Your tasks:
**A)** Translate this sentence from the BM25 text below into Spanish: "The IDF component measures how often a term occurs in all of the documents and “penalizes” terms that are common."
**B)** Decide whether each statement agrees with the BM25 text below. Answer yes or no and quote the words of the text that settle it: (i) $|X_{q_i}|$ counts the documents that contain the ith query term. (ii) The IDF component favors terms that are common. (iii) $FL / avgFL$ compares a document's length with the average document length.
**C)** Continue the BM25 text below, picking up after its final line.

Text passage:
···
# BM25 from the ground up

BM25 definition. Let ${\bf X}$ be a corpus of documents. Let ${\bf x} \in {\bf X}$ be a document. Let ${\bf q}$ be a query.

$$
bm25({\bf q}, {\bf x}; {\bf X}) = 
\sum_{i=1}^{\vert {\bf q} \vert} IDF(q_i; {\bf X}) \frac{f(q_i; {\bf x}) \cdot (k_1 +1)}{f(q_i; {\bf x}) + k_1\cdot \left( 1  - b + b\frac{ \vert{\bf x} \vert}{ {\bf \hat{X}} } \right) }
$$

In this formula we have

- $q_i$ is the i´th query term.
   
- $IDF(q_i)$ is the inverse document frequency of the query term $q_i$.
   - The IDF component measures how often a term occurs in all of the documents and “penalizes” terms that are common. The actual formula Lucene/BM25 uses for this part is:
    $$
    log\left(1 + \frac{  \vert{\bf X} \vert- |X_{q_i}| + 0.5}{|X_{q_i}|  + 0.5} \right)
    $$
    
      - $docCount$: is the total number of documents that have a value for the field in the shard (across shards, if you’re using search_type=dfs_query_then_fetch) 
      - $|X_{q_i}|$ is the number of documents which contain the ith query term. 
      
      
- $FL / avgFL$: how long a document is relative to the average document length.
···
Dataset extract:
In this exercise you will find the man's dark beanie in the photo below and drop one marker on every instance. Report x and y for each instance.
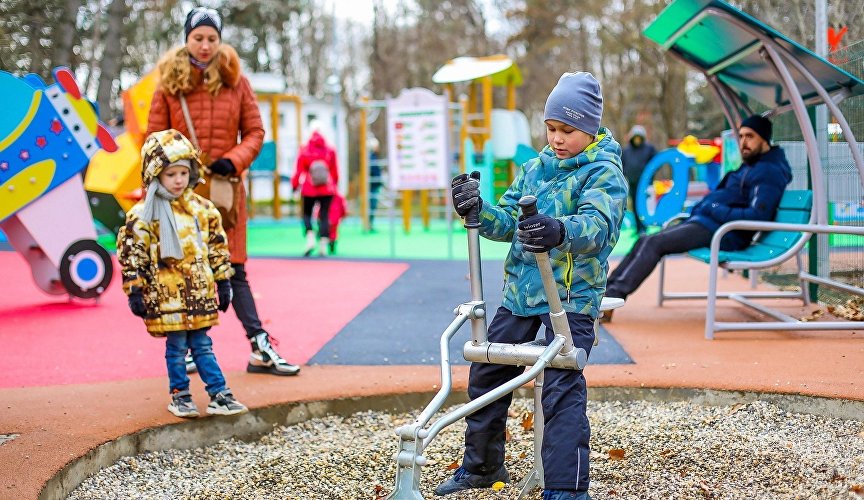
(760, 125)
(202, 16)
···
Task responses:
**A)** El componente IDF mide con qué frecuencia aparece un término en todos los documentos y «penaliza» los términos que son comunes.

**B)**
(i) Yes: "$|X_{q_i}|$ is the number of documents which contain the ith query term."
(ii) No: "“penalizes” terms that are common"
(iii) Yes: "how long a document is relative to the average document length"

**C)**
- $b$ regularization coeficient of the ratio of the field length. If $b$ is bigger, the effects of the length of the document compared to the average length are more amplified. If $b$ to 0, the effect of the length ratio would be completely nullified and the length of the document would have no bearing on the score. By default, $b$ has a value of 0.75 in Elasticsearch.


- $f(q_i,D)$ is “how many times does the ith query term occur in document D?” 


In [45]:
l = {}
l['a'] = 0
l['b'] = 1
w = 'f'
l[w] = l.get(w, len(l))
l

{'a': 0, 'b': 1, 'f': 2}

In [2]:
# we'll generate some fake texts to experiment with
corpus = [
    'Human machine interface for lab abc computer applications',
    'A survcey of user opinion of computer system response time',
    'The EPS user interface management system',
    'System and human system engineering testing of EPS',
    'Relation of user perceived response time to error measurement',
    'The generation of random binary unordered trees',
    'The intersection graph of paths in trees',
    'Graph minors IV Widths of trees and well quasi ordering',
    'Graph minors A survey'
]

# remove stop words and tokenize them (we probably want to do some more
# preprocessing with our text in a real world setting, but we'll keep
# it simple here)
stopwords = set(['for', 'a', 'of', 'the', 'and', 'to', 'in'])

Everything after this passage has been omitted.